● **Directive**:
Can you reproduce all of the material below word for word, leaving out the pictures?

● **Material provided**:
────────
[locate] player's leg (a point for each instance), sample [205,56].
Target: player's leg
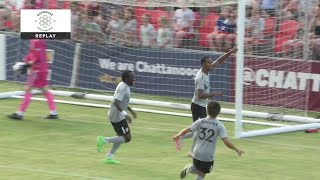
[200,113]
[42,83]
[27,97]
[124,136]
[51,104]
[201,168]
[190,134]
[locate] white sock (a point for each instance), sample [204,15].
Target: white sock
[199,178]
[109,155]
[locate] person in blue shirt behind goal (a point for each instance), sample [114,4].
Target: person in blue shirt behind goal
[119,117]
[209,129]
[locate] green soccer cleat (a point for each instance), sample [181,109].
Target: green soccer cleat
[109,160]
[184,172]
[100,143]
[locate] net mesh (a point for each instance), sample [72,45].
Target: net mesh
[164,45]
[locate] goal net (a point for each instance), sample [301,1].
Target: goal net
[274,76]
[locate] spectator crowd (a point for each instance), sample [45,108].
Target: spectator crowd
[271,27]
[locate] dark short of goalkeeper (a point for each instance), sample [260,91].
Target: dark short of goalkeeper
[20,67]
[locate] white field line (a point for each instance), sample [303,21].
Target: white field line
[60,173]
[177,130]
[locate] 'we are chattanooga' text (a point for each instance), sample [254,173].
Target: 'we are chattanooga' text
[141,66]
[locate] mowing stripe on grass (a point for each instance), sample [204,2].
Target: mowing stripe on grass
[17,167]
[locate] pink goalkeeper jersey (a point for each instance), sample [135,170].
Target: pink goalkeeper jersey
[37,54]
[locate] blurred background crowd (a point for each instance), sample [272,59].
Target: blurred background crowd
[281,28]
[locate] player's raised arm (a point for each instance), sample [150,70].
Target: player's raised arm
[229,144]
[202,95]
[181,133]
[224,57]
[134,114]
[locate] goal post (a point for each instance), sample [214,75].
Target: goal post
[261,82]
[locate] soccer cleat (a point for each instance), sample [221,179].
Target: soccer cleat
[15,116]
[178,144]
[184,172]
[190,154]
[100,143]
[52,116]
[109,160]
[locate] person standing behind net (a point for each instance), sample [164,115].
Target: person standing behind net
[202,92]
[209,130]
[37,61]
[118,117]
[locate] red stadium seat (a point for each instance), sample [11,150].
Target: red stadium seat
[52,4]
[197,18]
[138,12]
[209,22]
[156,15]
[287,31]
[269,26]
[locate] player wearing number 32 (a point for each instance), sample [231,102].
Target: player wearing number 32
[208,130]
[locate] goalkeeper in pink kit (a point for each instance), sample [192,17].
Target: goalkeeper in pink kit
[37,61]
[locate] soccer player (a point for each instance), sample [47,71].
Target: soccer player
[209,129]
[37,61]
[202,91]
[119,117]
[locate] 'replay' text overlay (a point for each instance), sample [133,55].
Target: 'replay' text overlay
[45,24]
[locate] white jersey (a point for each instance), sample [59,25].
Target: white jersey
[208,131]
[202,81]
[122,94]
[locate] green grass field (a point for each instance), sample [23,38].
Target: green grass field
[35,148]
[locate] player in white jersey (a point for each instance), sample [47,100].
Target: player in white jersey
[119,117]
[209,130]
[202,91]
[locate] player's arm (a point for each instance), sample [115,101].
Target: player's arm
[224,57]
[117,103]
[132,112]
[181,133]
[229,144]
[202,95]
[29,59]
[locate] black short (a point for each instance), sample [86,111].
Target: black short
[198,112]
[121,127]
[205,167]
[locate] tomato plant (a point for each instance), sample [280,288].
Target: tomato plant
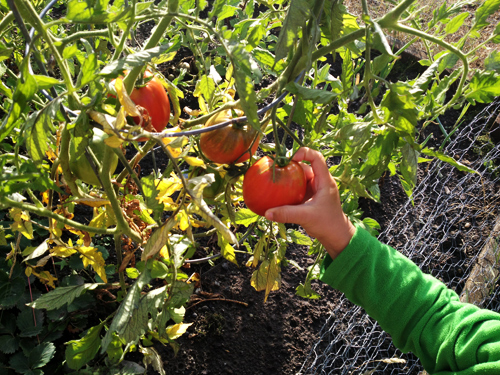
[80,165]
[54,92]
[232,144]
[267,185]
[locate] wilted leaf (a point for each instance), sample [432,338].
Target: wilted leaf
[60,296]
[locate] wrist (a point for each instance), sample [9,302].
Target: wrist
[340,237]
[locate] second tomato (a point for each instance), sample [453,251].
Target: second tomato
────────
● **Response to the exercise**:
[locate] player's leg (a point for each instance), sample [205,56].
Target: player's leg
[200,113]
[42,83]
[27,97]
[124,136]
[51,104]
[201,168]
[190,134]
[locate] white sock (a point for each instance), sample [204,15].
Target: white sock
[199,178]
[109,155]
[locate] person in blue shirt behind goal (a point for each instance), sample [114,4].
Target: person in blue shirt behind goal
[119,117]
[209,129]
[locate] green soccer cleat (a point for each instance), sample [181,109].
Target: green soccer cleat
[109,160]
[184,172]
[100,143]
[locate] net mesh (a point for each instance), sample [72,45].
Target: net mesh
[164,45]
[locate] goal net (a point for each instance), sample [301,1].
Target: goal net
[274,76]
[locate] spectator crowd (a point for each instance), sample [45,108].
Target: spectator crowd
[271,27]
[locate] dark short of goalkeeper (a point for each instance), sample [260,91].
Target: dark short of goalkeeper
[20,67]
[locate] white field line (a point for each instance), sample [303,21].
Target: white field line
[60,173]
[177,130]
[locate] 'we are chattanooga' text (a point for each instance), sample [254,173].
Target: 'we are chattanooga' text
[141,66]
[locate] mowing stripe on grass (a point for each instance), sample [204,2].
Target: mowing stripe on grass
[17,167]
[locate] pink goalkeeper jersey (a point for each instance), sample [135,170].
Target: pink goalkeeper jersey
[37,54]
[locate] blurred background crowd (a point for each instance), sample [272,59].
Target: blurred background crowd
[281,28]
[locate] player's raised arm (a point for each instance), sample [150,70].
Target: player's raised arm
[229,144]
[202,95]
[181,133]
[224,57]
[134,114]
[locate] goal post (a point for each instance), sample [214,75].
Target: goal post
[261,82]
[locate] soccer cleat (a point for each instance), sample [221,179].
Target: soccer cleat
[15,116]
[178,144]
[184,172]
[190,154]
[100,143]
[52,116]
[109,160]
[locate] person standing behind net (a point for each instance), sample [164,115].
Target: person standing behind net
[202,92]
[209,130]
[37,61]
[118,117]
[locate] red stadium seat (a point for each instance), sample [11,150].
Target: red stadium seat
[52,4]
[197,18]
[138,12]
[209,22]
[156,15]
[287,31]
[269,26]
[locate] player wearing number 32 (a point for each instance), sample [231,102].
Target: player wearing number 32
[208,130]
[locate] goalkeeper in pink kit (a point for each instance), sample [192,17].
Target: goalkeeper in pink kit
[37,61]
[locate] soccer player (a point for each instance), sample [47,71].
Target: soccer player
[209,129]
[37,61]
[202,91]
[119,117]
[locate] 'replay' text overlay (a point for each instance), sample [133,55].
Target: 'replay' text overlay
[45,24]
[locate] white jersey (a point for each instance), sample [59,25].
Target: white jersey
[208,131]
[202,81]
[122,94]
[locate] green grass field (a point for each instance), sample [23,38].
Target: green grass field
[35,148]
[locate] player in white jersey (a point for each instance), sample [47,100].
Target: player in white jersey
[119,117]
[209,130]
[202,91]
[locate] player's arm (a point for each instance), sample [115,101].
Target: player's arm
[224,57]
[117,103]
[132,112]
[181,133]
[229,144]
[202,95]
[29,59]
[locate] black short (a point for each instance), sample [86,111].
Target: black short
[198,112]
[121,127]
[205,167]
[locate] tomato plant (a point for each instance), sample [280,288].
Target: tomato plant
[80,165]
[54,92]
[232,144]
[267,185]
[locate] wilted leaf (a point for each instance), sample [432,338].
Target: wilted leaf
[60,296]
[locate] wrist (a point for each instance), sample [9,302].
Target: wrist
[340,237]
[locate] second tomato (a point for each instance), sample [453,251].
Target: second tomato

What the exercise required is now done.